[Point localization data]
━━━━━━━━━━━━━━━━
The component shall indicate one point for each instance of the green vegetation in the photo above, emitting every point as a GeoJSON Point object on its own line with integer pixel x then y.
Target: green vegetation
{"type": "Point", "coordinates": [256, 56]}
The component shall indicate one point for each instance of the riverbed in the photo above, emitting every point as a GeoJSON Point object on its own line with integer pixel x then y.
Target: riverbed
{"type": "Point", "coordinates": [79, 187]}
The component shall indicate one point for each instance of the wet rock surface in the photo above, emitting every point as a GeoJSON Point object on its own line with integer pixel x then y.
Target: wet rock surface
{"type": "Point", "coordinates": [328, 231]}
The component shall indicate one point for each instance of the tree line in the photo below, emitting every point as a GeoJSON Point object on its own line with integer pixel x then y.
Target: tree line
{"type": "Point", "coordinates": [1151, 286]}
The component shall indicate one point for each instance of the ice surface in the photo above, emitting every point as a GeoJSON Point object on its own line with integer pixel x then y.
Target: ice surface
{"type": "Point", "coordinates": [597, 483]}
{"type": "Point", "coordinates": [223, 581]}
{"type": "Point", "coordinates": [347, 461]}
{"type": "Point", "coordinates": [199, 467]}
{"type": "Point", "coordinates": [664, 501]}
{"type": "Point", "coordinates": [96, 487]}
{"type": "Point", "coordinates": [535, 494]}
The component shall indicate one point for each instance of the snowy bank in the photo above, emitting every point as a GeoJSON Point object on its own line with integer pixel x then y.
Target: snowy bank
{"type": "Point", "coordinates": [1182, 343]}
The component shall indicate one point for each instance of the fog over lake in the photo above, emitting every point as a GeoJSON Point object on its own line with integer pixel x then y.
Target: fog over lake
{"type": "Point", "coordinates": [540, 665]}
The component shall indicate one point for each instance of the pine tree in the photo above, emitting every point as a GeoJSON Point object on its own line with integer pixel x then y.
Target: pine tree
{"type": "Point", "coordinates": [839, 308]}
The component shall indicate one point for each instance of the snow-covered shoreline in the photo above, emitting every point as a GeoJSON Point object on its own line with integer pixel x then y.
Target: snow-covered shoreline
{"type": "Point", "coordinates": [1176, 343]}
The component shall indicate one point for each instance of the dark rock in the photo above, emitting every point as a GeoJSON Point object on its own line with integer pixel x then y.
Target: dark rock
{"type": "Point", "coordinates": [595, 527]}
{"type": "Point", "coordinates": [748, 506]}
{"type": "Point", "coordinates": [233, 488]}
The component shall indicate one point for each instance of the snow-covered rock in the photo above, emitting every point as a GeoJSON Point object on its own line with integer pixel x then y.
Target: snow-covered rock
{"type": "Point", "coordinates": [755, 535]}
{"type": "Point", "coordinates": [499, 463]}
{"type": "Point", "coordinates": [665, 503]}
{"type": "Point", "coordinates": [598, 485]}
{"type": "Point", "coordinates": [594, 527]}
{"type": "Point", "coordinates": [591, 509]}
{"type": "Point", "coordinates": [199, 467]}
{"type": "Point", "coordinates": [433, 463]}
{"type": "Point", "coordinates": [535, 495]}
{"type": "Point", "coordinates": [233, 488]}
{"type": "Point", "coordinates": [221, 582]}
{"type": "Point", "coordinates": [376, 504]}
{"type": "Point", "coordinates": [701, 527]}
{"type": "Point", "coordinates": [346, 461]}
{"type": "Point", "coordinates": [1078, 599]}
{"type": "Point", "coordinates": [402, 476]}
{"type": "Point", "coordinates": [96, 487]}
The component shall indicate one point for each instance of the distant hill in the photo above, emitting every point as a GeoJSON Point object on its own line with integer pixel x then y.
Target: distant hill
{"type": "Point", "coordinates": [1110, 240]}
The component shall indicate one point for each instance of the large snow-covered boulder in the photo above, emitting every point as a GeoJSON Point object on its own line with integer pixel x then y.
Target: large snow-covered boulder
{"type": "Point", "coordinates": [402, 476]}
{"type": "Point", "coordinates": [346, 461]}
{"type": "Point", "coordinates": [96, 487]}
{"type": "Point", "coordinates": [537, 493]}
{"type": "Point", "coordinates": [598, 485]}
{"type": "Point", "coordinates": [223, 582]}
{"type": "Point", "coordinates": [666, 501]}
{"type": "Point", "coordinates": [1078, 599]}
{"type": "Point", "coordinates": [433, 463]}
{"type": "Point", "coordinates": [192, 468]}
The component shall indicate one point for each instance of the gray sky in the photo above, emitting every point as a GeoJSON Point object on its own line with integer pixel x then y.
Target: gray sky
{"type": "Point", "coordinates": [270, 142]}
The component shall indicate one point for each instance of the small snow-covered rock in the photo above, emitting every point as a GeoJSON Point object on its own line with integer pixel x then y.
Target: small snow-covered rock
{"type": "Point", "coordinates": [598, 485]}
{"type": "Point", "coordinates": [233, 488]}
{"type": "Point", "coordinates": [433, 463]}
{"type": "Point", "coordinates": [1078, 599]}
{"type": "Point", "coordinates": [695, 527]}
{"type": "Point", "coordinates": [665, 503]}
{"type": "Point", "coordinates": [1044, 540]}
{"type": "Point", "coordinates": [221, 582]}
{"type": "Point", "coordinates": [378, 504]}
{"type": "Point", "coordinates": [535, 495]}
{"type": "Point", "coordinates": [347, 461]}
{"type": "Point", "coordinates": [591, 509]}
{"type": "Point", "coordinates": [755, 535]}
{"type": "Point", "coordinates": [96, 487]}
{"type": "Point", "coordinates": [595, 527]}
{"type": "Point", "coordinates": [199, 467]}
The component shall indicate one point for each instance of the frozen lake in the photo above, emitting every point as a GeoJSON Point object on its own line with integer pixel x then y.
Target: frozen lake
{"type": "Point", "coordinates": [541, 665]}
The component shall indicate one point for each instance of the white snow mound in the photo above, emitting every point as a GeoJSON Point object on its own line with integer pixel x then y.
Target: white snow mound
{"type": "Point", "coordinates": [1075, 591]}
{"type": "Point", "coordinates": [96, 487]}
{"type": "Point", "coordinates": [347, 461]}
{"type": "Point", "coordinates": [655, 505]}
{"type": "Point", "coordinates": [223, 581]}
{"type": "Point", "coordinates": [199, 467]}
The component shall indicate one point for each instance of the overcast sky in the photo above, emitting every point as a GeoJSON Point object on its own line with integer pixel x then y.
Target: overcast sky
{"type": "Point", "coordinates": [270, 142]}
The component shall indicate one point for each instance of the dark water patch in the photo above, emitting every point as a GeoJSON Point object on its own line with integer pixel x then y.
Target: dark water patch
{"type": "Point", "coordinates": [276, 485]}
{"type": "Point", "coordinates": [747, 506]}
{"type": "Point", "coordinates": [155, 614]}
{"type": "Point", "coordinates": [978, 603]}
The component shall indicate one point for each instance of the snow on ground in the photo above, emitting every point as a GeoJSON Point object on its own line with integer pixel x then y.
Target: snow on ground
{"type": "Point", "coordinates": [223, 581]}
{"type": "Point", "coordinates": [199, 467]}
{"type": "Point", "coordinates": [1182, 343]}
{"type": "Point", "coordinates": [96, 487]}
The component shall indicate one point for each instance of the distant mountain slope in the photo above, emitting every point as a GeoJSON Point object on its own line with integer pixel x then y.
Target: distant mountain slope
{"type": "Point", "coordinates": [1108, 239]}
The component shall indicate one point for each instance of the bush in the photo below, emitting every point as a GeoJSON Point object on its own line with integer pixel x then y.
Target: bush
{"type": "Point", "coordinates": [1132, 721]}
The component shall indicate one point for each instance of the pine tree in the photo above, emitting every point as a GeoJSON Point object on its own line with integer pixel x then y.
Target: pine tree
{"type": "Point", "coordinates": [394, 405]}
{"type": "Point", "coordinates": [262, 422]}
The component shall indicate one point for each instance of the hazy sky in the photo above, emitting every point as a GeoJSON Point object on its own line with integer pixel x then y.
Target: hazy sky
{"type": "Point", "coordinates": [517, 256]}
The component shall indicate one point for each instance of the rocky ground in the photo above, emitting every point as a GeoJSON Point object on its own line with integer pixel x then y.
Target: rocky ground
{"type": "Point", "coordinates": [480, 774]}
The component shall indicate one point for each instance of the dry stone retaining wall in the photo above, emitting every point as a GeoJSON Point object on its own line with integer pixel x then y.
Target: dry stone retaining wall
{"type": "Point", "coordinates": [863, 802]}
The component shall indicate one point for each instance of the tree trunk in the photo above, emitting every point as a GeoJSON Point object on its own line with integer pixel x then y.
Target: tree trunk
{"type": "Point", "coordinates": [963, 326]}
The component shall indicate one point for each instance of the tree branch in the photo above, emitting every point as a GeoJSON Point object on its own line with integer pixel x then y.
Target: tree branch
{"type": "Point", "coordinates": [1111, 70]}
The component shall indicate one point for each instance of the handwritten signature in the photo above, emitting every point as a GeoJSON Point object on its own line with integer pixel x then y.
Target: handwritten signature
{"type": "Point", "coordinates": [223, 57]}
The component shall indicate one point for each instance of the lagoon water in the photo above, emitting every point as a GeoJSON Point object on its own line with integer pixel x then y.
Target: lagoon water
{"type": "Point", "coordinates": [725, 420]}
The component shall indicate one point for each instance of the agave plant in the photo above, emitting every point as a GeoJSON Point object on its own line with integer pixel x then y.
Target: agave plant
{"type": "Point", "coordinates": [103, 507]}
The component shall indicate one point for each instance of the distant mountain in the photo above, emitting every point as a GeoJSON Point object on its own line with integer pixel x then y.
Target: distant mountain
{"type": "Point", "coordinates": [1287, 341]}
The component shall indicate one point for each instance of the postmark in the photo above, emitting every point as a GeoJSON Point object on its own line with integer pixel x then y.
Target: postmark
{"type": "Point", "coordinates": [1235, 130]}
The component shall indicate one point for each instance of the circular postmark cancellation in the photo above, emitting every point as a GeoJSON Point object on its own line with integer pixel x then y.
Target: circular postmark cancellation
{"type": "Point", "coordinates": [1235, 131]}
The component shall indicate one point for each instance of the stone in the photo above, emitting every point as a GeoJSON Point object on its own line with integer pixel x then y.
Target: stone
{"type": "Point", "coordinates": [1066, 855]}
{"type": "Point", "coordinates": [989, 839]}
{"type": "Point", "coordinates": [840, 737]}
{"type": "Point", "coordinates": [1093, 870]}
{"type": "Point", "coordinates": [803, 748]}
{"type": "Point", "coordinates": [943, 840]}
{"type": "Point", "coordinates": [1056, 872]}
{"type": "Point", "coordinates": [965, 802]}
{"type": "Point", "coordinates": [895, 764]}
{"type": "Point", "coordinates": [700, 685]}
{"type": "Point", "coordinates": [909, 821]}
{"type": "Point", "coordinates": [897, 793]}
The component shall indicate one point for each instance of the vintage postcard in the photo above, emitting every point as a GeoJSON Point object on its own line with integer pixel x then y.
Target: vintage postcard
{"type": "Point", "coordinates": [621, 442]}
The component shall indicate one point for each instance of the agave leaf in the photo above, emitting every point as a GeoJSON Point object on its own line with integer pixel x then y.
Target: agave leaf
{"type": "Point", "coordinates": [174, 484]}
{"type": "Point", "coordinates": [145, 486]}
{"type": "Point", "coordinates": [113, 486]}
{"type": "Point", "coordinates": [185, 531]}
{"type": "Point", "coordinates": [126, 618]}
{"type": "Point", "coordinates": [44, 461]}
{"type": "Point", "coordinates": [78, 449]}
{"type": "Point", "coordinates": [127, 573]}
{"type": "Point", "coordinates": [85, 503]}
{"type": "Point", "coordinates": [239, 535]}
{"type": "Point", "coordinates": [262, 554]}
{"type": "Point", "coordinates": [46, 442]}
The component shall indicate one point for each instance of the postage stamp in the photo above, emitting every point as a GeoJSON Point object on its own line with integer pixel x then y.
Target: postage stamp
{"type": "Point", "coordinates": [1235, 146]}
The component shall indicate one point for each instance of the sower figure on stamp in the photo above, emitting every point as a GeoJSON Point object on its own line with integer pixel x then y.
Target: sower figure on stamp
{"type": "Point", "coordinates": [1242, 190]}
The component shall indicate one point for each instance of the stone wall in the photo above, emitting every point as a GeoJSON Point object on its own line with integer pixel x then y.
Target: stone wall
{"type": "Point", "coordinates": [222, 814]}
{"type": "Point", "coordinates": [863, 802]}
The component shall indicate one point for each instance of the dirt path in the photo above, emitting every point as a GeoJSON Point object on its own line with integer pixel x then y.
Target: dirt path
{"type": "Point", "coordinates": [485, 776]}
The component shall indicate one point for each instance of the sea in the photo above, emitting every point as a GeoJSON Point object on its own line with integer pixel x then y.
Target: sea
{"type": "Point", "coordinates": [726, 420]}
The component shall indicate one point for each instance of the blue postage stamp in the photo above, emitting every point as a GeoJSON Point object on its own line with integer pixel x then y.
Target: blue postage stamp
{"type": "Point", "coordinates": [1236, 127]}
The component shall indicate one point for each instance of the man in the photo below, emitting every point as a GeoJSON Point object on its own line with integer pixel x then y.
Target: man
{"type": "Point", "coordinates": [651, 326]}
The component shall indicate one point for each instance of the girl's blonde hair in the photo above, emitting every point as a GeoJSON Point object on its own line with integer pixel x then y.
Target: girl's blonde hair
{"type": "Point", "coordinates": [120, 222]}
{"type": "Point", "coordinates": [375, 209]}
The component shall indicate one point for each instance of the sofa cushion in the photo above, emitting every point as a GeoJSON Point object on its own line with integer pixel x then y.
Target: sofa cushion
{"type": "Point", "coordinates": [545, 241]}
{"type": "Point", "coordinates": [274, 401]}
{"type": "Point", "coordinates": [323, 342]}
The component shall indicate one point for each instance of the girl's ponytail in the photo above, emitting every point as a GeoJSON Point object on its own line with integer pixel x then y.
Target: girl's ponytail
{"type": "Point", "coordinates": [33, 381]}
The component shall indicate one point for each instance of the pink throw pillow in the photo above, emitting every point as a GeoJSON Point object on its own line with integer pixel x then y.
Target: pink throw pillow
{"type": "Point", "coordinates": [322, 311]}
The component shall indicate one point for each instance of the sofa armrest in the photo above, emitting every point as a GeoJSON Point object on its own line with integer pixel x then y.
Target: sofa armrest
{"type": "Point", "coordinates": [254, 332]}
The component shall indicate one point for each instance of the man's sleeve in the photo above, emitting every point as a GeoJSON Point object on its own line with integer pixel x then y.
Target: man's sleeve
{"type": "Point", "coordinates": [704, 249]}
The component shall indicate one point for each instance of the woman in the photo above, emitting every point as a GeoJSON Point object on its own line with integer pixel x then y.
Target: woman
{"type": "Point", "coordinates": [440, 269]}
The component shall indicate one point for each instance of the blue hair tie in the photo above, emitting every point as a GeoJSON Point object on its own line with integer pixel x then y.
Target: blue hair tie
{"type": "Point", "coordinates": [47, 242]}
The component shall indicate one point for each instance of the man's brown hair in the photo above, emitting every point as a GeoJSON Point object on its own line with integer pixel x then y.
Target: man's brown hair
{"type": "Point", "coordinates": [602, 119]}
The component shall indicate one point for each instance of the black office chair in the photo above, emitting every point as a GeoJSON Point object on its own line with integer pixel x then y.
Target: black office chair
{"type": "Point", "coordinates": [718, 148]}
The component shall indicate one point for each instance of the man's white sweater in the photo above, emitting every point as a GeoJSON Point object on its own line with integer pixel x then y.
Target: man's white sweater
━━━━━━━━━━━━━━━━
Exercise requirements: What do the lines above say from the one containing "Target: dirt path" down to the one containing "the girl's blonde"? Return them exactly, both end lines included, and only them.

Output of the task:
Target: dirt path
{"type": "Point", "coordinates": [485, 776]}
The component shall indicate one point for each instance of the sea in the photo above, emitting every point as a GeoJSON Point object on its own line with integer pixel x then y.
Target: sea
{"type": "Point", "coordinates": [726, 420]}
The component shall indicate one point for each instance of the blue postage stamp in the photo above, emitting every point as a GeoJSON Point object on its own line with integer pixel x then y.
Target: blue postage stamp
{"type": "Point", "coordinates": [1236, 127]}
The component shall indicate one point for each instance of the man in the photo below, emitting every point as a GeoJSON Point object on its own line with integer pixel x then y.
Target: man
{"type": "Point", "coordinates": [651, 326]}
The component shall indicate one point for each instance of the girl's blonde hair in the photo above, emitting every point as a GeoJSON Point object on its own line with integer pixel x then y.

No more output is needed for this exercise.